═══ TEXTO DO EXERCÍCIO
P/1 – E como que era aqui a região antigamente? Tinha comércio? Como que era?
R – É, sempre teve comércio de peixe. A gente sempre tem comprador pra comprar os peixes.
P/1 – E mudou essa... Como que era antigamente? Quem comprava os peixes?
R – Quem comprava são as mesmas pessoas que compram até hoje. São atravessadores, né, no caso. Só que um tempo atrás havia muita fartura de peixe, mas o peixe também não tinha muito valor como tem hoje. Hoje tem menos peixe, mas o peixe tem mais valor.
P/1 – E como que se dá essa relação com o atravessador?
R – É, essa relação com o atravessador é comum de... A gente vende o peixe pra ele, uns pagam na hora, outros não, né? E infelizmente a gente tem que vender o peixe pelo preço que ele quer pagar. Hoje a gente não tem a autonomia de colocar o preço no nosso peixe. Pescador em Cabo Frio, nós não temos uma cooperativa. Então o pescador hoje ele vive na mão do atravessador e essa realidade ela já vem de muitos anos aqui na cidade de Cabo Frio.
P/1 – Você falou que faz pescaria de linha, né?
R – Isso.
P/1 – Tem outros pescadores que também fazem esse tipo de pesca aqui, artesanal?
R – Sim, sim.
P/1 – Como que vocês se organizam pra esse tipo de pesca?
R – A gente se organiza da forma seguinte: a gente tem o barco, a gente compra os equipamentos, as linhas, os anzóis, chumbada, os aparelhos, todos que próprio para pesca mesmo, de linha. A gente mesmo confecciona nossos aparelhos.
══════
INSTRUÇÃO DE TRABALHO 1: No texto do exercício, liste os itens que aparecem logo depois de "os equipamentos," na frase sobre o que os pescadores compram.
═══ SEÇÃO DE DADOS
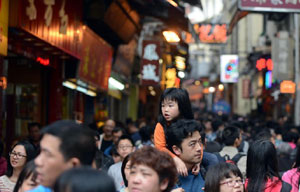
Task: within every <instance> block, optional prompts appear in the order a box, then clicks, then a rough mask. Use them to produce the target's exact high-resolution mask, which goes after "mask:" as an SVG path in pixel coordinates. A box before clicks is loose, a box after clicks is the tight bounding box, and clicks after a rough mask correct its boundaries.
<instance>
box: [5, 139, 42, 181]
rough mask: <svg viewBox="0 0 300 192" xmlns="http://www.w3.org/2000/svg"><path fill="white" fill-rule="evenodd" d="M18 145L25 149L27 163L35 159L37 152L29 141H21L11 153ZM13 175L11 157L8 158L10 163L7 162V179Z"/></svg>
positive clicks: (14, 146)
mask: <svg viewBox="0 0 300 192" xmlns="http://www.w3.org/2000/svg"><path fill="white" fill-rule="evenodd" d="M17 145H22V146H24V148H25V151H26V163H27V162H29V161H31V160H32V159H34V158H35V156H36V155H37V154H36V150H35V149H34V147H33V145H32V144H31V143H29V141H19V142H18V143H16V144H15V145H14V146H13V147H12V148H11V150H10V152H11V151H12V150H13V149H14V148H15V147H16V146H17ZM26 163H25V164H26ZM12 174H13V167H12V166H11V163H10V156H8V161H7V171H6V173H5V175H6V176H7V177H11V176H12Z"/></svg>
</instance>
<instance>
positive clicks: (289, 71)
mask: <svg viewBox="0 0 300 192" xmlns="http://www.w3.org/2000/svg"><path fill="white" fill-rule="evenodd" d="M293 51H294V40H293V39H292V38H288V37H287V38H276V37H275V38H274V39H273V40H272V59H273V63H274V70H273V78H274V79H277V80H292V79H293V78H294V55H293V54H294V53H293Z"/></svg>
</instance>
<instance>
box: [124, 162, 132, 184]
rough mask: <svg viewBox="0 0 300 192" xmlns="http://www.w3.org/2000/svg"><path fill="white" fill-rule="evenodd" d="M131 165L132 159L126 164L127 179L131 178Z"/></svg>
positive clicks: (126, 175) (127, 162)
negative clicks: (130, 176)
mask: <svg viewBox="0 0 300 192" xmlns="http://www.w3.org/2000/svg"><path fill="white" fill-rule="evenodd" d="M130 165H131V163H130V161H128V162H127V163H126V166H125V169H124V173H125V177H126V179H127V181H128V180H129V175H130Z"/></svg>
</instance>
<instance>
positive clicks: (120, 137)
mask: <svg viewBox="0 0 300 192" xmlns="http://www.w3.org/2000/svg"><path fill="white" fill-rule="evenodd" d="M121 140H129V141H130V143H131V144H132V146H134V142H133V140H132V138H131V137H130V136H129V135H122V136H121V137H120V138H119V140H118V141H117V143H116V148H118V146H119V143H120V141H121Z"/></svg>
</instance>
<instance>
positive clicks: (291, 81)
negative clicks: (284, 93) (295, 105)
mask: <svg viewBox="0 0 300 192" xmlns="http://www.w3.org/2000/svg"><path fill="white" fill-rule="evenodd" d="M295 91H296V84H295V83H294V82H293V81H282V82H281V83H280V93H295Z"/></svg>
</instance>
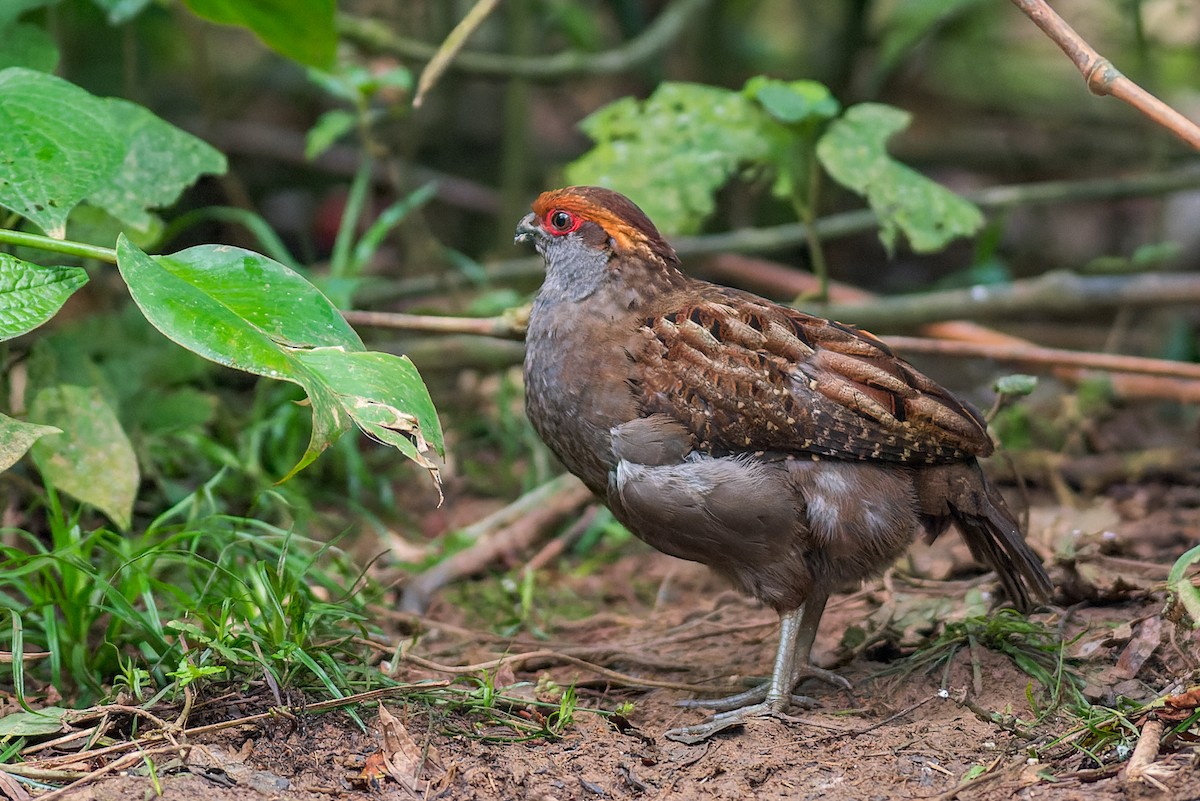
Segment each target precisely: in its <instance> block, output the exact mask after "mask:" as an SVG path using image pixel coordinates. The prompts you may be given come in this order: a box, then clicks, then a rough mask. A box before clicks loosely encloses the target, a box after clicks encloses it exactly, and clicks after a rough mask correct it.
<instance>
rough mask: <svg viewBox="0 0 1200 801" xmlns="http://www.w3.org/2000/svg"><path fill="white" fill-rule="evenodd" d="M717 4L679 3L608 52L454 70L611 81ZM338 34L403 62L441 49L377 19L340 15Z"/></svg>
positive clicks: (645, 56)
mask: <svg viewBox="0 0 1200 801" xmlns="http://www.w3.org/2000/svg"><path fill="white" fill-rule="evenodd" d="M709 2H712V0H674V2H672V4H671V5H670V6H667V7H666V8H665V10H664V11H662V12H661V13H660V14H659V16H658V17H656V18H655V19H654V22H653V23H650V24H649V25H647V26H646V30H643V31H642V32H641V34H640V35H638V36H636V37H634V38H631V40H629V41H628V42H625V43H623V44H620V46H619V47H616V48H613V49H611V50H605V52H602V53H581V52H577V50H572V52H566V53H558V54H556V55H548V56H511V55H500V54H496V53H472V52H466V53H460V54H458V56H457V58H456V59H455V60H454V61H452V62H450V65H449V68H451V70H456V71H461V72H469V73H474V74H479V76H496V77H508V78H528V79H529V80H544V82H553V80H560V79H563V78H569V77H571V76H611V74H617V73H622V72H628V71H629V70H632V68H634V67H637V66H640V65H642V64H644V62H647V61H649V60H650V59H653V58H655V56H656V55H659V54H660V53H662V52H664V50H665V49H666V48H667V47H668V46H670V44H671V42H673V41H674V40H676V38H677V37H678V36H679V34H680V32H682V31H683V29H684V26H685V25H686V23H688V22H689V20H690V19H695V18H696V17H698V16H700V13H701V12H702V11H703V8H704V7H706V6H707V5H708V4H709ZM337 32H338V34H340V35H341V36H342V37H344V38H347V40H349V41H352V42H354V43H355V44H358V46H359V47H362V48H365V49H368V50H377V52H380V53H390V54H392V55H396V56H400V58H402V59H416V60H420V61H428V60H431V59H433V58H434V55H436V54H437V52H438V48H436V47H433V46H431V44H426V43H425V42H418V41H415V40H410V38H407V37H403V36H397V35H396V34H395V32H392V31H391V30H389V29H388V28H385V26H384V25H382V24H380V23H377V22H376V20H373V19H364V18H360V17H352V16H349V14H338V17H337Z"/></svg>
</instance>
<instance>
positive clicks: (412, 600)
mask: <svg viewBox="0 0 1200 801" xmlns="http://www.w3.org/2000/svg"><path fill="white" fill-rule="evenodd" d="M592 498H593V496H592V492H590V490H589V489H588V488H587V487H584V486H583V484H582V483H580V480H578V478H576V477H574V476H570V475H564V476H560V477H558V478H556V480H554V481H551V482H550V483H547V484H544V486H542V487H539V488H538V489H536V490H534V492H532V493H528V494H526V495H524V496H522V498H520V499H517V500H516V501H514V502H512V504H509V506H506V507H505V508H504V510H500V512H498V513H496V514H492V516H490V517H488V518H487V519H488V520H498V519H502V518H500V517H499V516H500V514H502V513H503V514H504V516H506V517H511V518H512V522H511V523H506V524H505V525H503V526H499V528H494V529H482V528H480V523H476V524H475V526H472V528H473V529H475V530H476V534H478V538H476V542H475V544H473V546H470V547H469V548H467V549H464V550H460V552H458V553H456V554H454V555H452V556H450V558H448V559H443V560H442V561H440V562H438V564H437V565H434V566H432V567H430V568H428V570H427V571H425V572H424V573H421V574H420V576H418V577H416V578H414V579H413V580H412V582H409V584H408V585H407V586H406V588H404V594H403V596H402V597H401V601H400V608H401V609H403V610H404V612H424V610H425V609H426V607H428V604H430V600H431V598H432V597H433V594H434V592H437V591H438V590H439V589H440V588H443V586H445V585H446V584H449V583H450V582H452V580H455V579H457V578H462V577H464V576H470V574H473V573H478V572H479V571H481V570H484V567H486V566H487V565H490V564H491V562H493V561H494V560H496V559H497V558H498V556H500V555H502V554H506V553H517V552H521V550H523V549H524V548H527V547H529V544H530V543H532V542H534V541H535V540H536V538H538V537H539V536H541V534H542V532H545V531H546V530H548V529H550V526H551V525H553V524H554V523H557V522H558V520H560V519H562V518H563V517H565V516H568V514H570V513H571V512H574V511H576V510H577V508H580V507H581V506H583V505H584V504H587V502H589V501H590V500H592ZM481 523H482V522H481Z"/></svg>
══════
═══ SEÇÃO DE DADOS
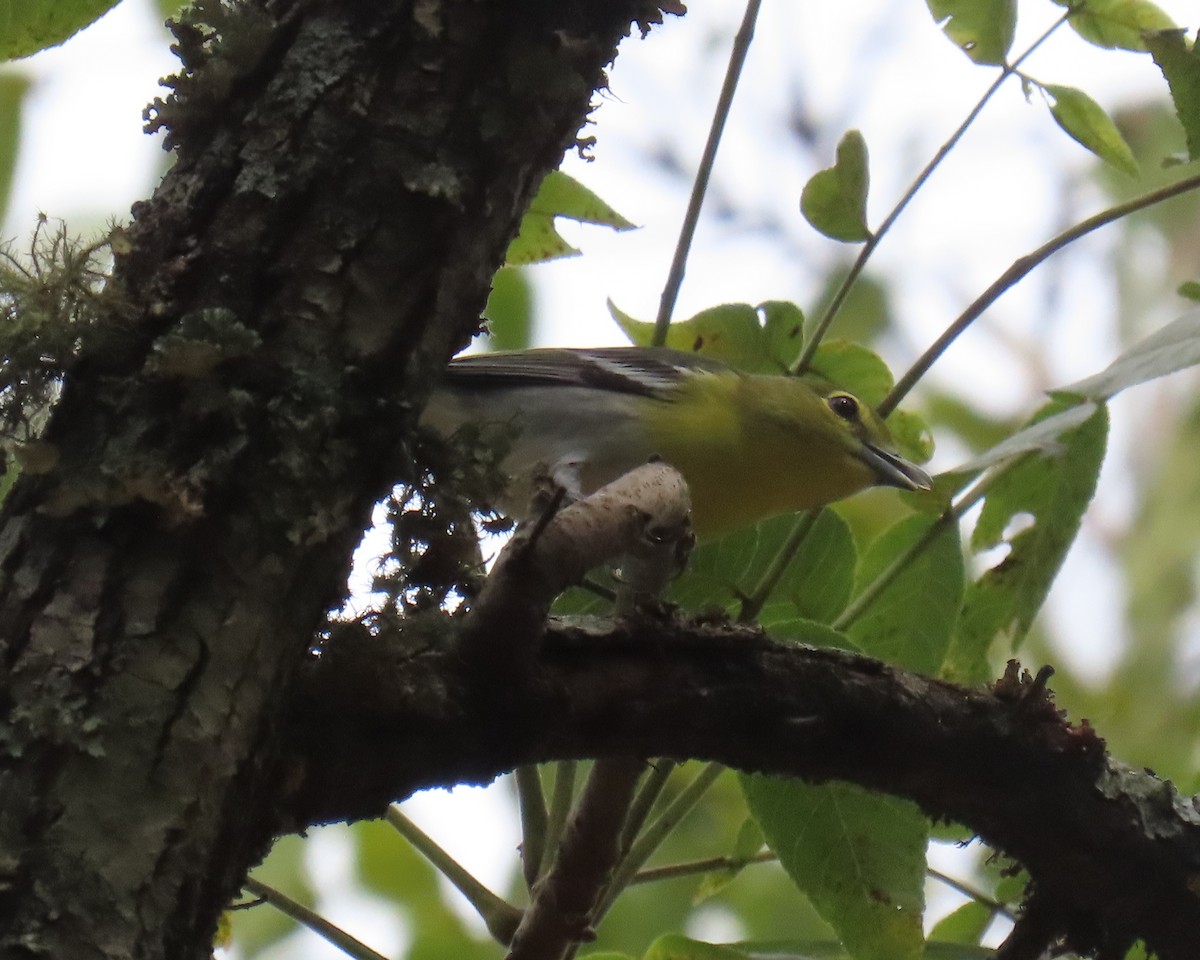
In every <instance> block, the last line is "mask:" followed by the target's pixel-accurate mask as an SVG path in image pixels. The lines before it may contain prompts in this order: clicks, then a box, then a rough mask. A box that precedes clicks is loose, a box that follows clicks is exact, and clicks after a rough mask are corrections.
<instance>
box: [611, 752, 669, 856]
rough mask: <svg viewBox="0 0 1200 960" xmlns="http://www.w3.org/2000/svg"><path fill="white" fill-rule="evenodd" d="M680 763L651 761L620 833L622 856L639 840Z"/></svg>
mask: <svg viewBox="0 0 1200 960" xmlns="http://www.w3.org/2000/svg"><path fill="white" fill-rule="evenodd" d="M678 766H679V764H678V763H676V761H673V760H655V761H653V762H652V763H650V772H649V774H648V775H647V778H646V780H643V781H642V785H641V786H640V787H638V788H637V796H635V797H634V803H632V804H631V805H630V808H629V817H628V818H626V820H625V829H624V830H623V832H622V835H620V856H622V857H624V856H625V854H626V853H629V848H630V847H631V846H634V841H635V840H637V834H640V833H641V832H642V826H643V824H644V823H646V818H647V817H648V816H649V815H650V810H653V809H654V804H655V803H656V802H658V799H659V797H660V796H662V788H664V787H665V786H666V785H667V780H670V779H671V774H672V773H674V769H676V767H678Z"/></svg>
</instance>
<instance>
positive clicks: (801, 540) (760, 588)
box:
══════
INSTRUÇÃO DE TRABALHO 2: Na listagem, troque "rough mask" por "coarse mask" nas linhas entre a que contém "Task: within every" e a que contém "positive clicks: (126, 175) (127, 162)", inclusive, e reescreva só essas linhas, com todo o resto inalterado.

RESULTADO DO EXERCÍCIO 1: as linhas, os anzóis, chumbada, os aparelhos

RESULTADO DO EXERCÍCIO 2:
Task: within every <instance> block, optional prompts appear in the order a box, then clicks, then a coarse mask. Use them to produce the target's exact high-resolution mask, which goes after "mask:" as an SVG path in pixel coordinates. A box before clicks is loose, a box after clicks is the tight bounding box, and clicks after a coarse mask correct its boundaries.
<instance>
box: [5, 139, 42, 181]
coarse mask: <svg viewBox="0 0 300 192" xmlns="http://www.w3.org/2000/svg"><path fill="white" fill-rule="evenodd" d="M18 145L25 149L27 163L35 159L37 152L29 141H21L11 153ZM13 175L11 157L8 158L10 163L7 162V179Z"/></svg>
positive clicks: (14, 146)
mask: <svg viewBox="0 0 300 192" xmlns="http://www.w3.org/2000/svg"><path fill="white" fill-rule="evenodd" d="M17 145H22V146H24V148H25V151H26V163H27V162H29V161H31V160H32V159H34V158H35V156H36V155H37V154H36V150H35V149H34V147H33V145H32V144H31V143H29V141H19V142H18V143H16V144H15V145H14V146H13V147H12V148H11V150H10V152H11V151H12V150H13V149H14V148H15V147H16V146H17ZM26 163H25V164H26ZM12 174H13V167H12V166H11V163H10V156H8V161H7V171H6V173H5V175H6V176H7V177H11V176H12Z"/></svg>
</instance>
<instance>
positive clicks: (289, 71)
mask: <svg viewBox="0 0 300 192" xmlns="http://www.w3.org/2000/svg"><path fill="white" fill-rule="evenodd" d="M293 51H294V40H293V39H292V38H288V37H287V38H276V37H275V38H274V39H273V40H272V59H273V63H274V70H273V78H274V79H277V80H292V79H293V78H294V55H293V54H294V53H293Z"/></svg>
</instance>
<instance>
box: [124, 162, 132, 184]
coarse mask: <svg viewBox="0 0 300 192" xmlns="http://www.w3.org/2000/svg"><path fill="white" fill-rule="evenodd" d="M131 165L132 159L126 164L127 179L131 178Z"/></svg>
positive clicks: (126, 175) (127, 162)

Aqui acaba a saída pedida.